Ecrit par Catherine Dutigny/Elsa 22.09.25 dans La Une Livres, Les Livres, Recensions, Essais, La Table Ronde

Petit bréviaire du vin et de l’ivresse –– Claudine Brécourt-Villars Petit bréviaire du vin et de l’ivresse, Editions La Table Ronde, septembre 2025, 224 pages, 19 €

Edition: La Table Ronde

Petit bréviaire du vin et de l’ivresse –– Claudine Brécourt-Villars (par Catherine Dutigny)

 

Le vin a toujours cheminé aux côtés des plus grands écrivains, et ce depuis l’Antiquité. Euripide, dans Les Bacchantes, en dressait déjà le portrait spirituel : « Le vin est le miroir de l’âme ». Le Moyen Âge, quant à lui, l’honorait en tant qu’élixir d’amour et de passion, le dotant de vertus aussi bien aphrodisiaques que thérapeutiques, notamment contre la mélancolie.

De Rabelais à Baudelaire, en passant par Alexandre Dumas, le vin a irrigué traités, romans et recueils poétiques. Rabelais, dans son Traité du vin, prône avec verve cette joyeuse médecine : « Une âme folâtre est grande salubrité : le buveur de bonnes mœurs sait s'en souvenir. Un vin exquis, bu tripe creuse, renouvelle les forces [...] C'est pourquoi il convient, dès potron-minet, de se rincer le museau, de s'humecter les poumons, de se laver les tripes : ainsi vous serez fringants et ingambes [...] ». Baudelaire, grand amateur de Bordeaux, inverse la perspective : pour lui, l’excès, l’ivresse, entraînent vers les gouffres les plus sombres.

* _MATÉRIEL_:
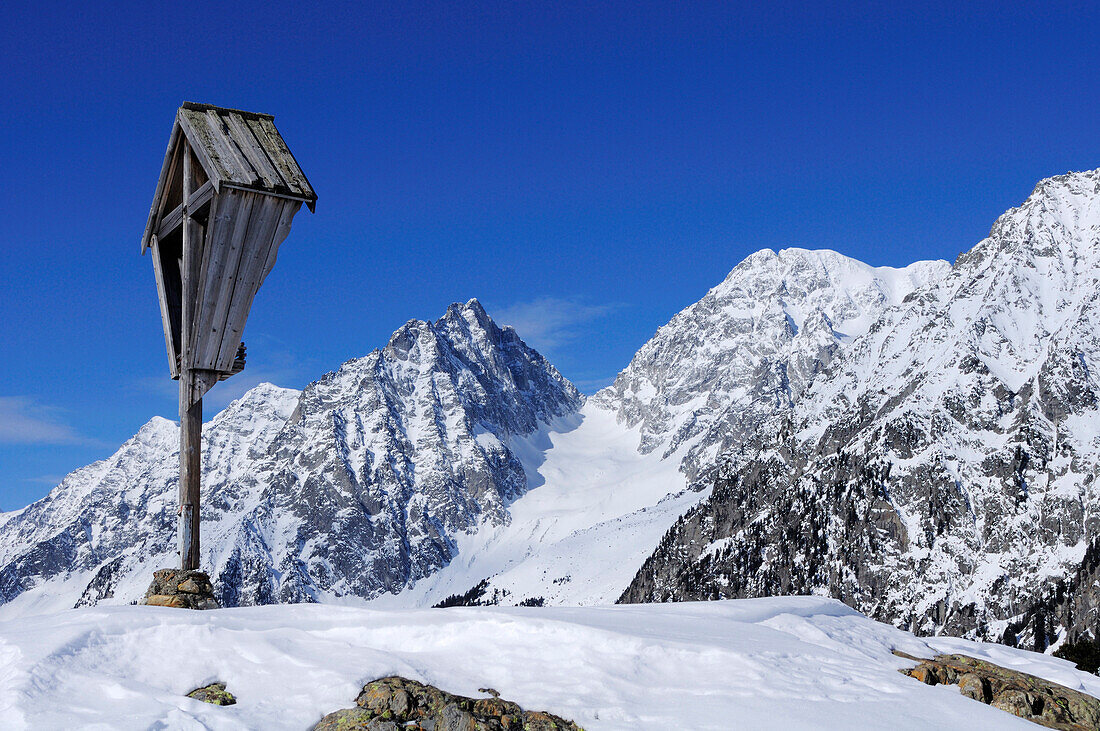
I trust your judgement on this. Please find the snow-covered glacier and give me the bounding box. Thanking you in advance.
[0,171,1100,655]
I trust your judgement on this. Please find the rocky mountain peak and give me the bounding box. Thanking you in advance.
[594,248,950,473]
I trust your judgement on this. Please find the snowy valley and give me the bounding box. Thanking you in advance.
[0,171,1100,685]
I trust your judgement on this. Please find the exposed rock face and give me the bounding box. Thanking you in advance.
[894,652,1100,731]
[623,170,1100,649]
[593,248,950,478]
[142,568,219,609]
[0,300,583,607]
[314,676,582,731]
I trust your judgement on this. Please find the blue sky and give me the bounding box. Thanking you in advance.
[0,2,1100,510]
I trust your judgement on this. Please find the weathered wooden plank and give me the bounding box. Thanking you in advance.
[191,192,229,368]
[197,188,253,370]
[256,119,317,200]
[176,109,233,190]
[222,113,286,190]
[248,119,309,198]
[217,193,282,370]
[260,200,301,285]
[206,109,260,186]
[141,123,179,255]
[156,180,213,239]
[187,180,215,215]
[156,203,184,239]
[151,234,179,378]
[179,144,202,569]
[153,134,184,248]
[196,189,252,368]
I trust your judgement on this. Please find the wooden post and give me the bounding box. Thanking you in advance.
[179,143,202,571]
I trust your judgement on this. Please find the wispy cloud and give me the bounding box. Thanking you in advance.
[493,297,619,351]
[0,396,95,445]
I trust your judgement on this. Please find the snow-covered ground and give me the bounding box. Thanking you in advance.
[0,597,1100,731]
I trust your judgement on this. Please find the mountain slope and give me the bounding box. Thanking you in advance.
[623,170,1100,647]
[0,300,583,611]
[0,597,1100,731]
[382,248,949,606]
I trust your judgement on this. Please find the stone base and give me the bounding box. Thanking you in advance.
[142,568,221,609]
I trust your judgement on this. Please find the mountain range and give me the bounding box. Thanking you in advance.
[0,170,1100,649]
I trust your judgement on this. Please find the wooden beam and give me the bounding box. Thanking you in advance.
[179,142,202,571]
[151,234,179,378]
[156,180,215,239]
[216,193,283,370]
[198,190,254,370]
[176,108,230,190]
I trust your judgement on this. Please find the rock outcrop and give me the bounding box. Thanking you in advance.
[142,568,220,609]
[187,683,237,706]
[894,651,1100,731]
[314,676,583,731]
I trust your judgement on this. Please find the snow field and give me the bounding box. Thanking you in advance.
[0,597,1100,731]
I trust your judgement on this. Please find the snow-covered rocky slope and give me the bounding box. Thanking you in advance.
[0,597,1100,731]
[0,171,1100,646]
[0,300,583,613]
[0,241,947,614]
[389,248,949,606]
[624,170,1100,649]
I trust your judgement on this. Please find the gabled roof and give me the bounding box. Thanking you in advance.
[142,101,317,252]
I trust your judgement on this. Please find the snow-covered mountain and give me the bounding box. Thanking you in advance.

* _EXERCICE A_: Recopiez mot pour mot le passage de la critique du livre sur le vin et l'ivresse qui commence aux mots « Edition: La Table » et s'arrête après « contre la mélancolie. ».
* _EXERCICE B_: Reprenez la critique du livre sur le vin et l'ivresse là où elle s'arrête.

* _RÉSULTAT ATTENDU A_:
Edition: La Table Ronde

Petit bréviaire du vin et de l’ivresse –– Claudine Brécourt-Villars (par Catherine Dutigny)

 

Le vin a toujours cheminé aux côtés des plus grands écrivains, et ce depuis l’Antiquité. Euripide, dans Les Bacchantes, en dressait déjà le portrait spirituel : « Le vin est le miroir de l’âme ». Le Moyen Âge, quant à lui, l’honorait en tant qu’élixir d’amour et de passion, le dotant de vertus aussi bien aphrodisiaques que thérapeutiques, notamment contre la mélancolie.

* _RÉSULTAT ATTENDU B_:
Dans Le Vin de l’assassin, la coupe devient complice du meurtre : « Ma femme est morte, je suis libre ! Je puis donc boire tout mon soûl. Lorsque je rentrais sans un sou, Ses cris me déchiraient la fibre. » Et dans Le Poison, le vin sublime le sordide : « Le vin sait revêtir le plus sordide bouge d'un luxe miraculeux, et fait surgir plus d'un portique fabuleux, dans l'or de sa vapeur rouge, comme un soleil couchant dans un ciel nébuleux. »

Avec son Petit bréviaire du vin et de l’ivresse, Claudine Brécourt-Villars fait revivre, de la lettre A à la lettre Z, plus d’une centaine de mots, locutions, expressions familières ou argotiques, accompagnés de leurs synonymes, glanés dans les romans où le vin est tantôt célébré, tantôt vilipendé. Fidèle à la méthode qu’elle avait adoptée dans son précédent glossaire Du couvent au bordel, Mots du joli monde¹, elle propose pour chacune des 147 entrées une notice retraçant l’origine du terme, suivie de citations d’écrivains.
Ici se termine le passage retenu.